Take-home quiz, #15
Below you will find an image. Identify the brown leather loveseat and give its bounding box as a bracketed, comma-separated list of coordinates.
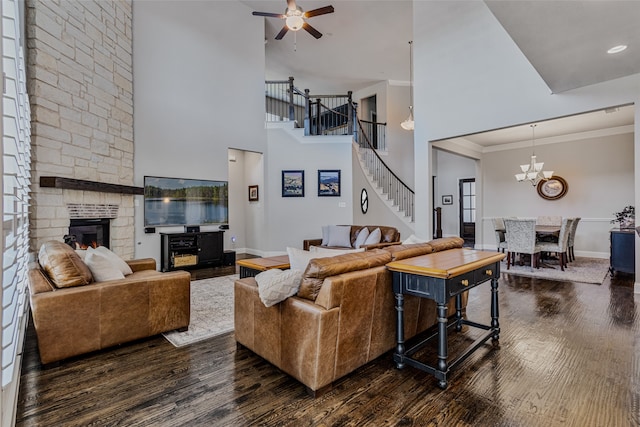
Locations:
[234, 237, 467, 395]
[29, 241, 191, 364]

+++

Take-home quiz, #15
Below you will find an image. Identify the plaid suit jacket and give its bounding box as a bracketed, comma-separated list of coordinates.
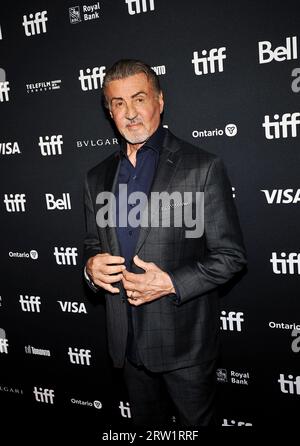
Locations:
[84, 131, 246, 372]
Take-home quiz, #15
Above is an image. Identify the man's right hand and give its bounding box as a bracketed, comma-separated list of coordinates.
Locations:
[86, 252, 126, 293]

+++

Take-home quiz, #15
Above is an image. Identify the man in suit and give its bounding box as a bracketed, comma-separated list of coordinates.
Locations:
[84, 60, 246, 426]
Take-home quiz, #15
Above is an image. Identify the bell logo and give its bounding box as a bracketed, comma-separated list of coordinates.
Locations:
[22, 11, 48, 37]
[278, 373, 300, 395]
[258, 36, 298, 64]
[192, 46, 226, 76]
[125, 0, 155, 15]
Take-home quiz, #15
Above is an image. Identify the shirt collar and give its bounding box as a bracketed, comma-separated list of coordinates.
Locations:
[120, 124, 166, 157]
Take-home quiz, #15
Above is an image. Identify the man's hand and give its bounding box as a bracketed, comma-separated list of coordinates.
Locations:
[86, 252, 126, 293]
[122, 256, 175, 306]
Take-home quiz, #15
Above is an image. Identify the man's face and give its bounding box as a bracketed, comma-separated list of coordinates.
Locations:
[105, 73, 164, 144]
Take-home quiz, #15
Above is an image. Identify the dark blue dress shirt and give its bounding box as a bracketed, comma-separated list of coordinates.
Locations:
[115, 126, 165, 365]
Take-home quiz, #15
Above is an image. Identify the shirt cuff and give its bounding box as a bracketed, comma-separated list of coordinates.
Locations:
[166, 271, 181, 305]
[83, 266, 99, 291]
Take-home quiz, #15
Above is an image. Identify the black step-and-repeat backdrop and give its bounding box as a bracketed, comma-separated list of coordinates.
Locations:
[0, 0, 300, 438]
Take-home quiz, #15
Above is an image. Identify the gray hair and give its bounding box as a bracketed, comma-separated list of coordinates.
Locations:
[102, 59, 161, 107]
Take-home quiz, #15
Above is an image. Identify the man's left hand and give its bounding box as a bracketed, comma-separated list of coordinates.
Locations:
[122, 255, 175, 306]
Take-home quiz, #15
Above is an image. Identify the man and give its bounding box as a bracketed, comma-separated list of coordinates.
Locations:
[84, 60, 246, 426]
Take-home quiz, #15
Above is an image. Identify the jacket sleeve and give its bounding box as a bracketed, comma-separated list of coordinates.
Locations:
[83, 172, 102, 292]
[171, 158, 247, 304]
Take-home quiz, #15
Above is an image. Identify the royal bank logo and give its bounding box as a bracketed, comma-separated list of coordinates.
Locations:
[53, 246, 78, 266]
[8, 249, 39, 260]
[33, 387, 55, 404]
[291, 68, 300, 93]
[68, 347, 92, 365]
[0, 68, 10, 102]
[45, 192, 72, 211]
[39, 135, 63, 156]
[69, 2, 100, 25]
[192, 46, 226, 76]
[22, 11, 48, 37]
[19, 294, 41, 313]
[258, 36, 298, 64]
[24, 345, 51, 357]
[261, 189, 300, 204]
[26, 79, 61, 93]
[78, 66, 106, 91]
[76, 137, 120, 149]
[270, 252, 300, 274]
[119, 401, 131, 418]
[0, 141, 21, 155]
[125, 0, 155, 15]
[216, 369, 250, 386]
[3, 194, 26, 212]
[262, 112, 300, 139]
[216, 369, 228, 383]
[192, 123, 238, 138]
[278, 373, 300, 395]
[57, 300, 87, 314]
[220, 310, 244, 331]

+++

== What you are asked to do ==
Please list every line above that contains the word "shirt". Case counts.

== Task solution ==
Above is an image. Identify the shirt collar and give its bounding box as a bracketed, comma-separated list of coordinates.
Above is an image. Identify the dark blue dress shirt and give its bounding box as a bracketed, comma-separated list of coordinates.
Above is an image. Identify the shirt cuff and give its bounding box as a bracketed, comma-separated list of coordinates.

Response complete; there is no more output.